— start of Provided data —

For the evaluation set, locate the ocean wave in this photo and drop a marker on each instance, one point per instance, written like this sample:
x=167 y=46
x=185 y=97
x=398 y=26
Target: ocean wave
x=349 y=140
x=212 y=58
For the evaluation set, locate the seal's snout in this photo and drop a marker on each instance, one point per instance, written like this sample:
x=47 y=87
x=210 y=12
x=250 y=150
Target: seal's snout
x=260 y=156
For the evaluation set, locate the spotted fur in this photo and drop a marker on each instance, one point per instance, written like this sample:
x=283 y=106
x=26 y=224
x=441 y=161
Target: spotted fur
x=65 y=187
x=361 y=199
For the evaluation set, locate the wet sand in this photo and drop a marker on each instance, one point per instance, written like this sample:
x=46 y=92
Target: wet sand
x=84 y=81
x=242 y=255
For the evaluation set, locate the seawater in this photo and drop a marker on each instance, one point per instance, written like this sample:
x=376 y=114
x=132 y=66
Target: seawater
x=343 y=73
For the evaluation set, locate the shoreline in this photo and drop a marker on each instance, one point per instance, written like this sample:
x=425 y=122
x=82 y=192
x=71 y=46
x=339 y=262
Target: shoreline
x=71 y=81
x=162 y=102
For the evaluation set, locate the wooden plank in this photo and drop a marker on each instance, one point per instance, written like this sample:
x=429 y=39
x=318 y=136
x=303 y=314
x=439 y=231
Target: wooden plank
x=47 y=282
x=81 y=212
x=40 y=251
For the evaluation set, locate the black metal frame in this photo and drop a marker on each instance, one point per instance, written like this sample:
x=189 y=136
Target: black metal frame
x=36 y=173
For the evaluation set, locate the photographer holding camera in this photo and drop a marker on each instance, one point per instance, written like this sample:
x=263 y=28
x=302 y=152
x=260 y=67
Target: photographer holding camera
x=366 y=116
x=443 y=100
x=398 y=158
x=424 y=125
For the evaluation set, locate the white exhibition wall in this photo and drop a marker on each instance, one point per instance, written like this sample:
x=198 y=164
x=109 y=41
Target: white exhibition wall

— end of Provided data —

- **To be done**
Transcribe all of the material above, keeping every line unchanged.

- **Problem solution**
For the evaluation set, locate the ocean wave in this photo and drop a marker on each instance, one point per instance, written like this sample:
x=167 y=46
x=185 y=97
x=398 y=26
Target: ocean wave
x=349 y=140
x=212 y=58
For the evaluation set, locate the seal's snout in this photo and drop a marker on each instance, one point per instance, written like this sample:
x=47 y=87
x=210 y=12
x=250 y=150
Target: seal's snout
x=260 y=156
For the evaluation set, locate the spotted fur in this photo and drop a marker on each instance, one point per instance, written like this sample:
x=283 y=106
x=26 y=224
x=441 y=161
Target: spotted fur
x=65 y=187
x=361 y=199
For the evaluation set, locate the wet sand in this photo and drop a marker on each instance, one point per instance, written like this sample:
x=46 y=92
Target: wet sand
x=84 y=81
x=242 y=255
For the evaluation set, locate the seawater in this photo and drop a marker on each instance, one point per instance, written like this sample:
x=376 y=114
x=132 y=66
Target: seawater
x=343 y=73
For the evaluation set, locate the shoreline in this photo and drop a marker on each instance, one point per instance, written like this sample:
x=425 y=122
x=82 y=192
x=71 y=46
x=339 y=262
Target: shoreline
x=71 y=81
x=162 y=102
For the evaluation set, locate the wooden plank in this photo and drop a marker on each instance, one point per instance, written like this sample:
x=429 y=39
x=318 y=136
x=303 y=314
x=439 y=231
Target: wooden plank
x=47 y=282
x=81 y=212
x=40 y=251
For the evaluation set, locate the black metal frame in this photo and drop a marker on each instance, one point per instance, written like this sample:
x=189 y=136
Target: black metal frame
x=36 y=173
For the evaluation set, locate the photographer holding camera in this photo and drop a marker on each instance, one point per instance, written like this sample:
x=263 y=28
x=302 y=152
x=260 y=67
Target: photographer holding camera
x=366 y=116
x=443 y=100
x=398 y=158
x=424 y=125
For the evaluation set, locate the white exhibition wall in this photo and drop a marker on each instance, one point per instance, written like this sample:
x=198 y=164
x=109 y=41
Target: white exhibition wall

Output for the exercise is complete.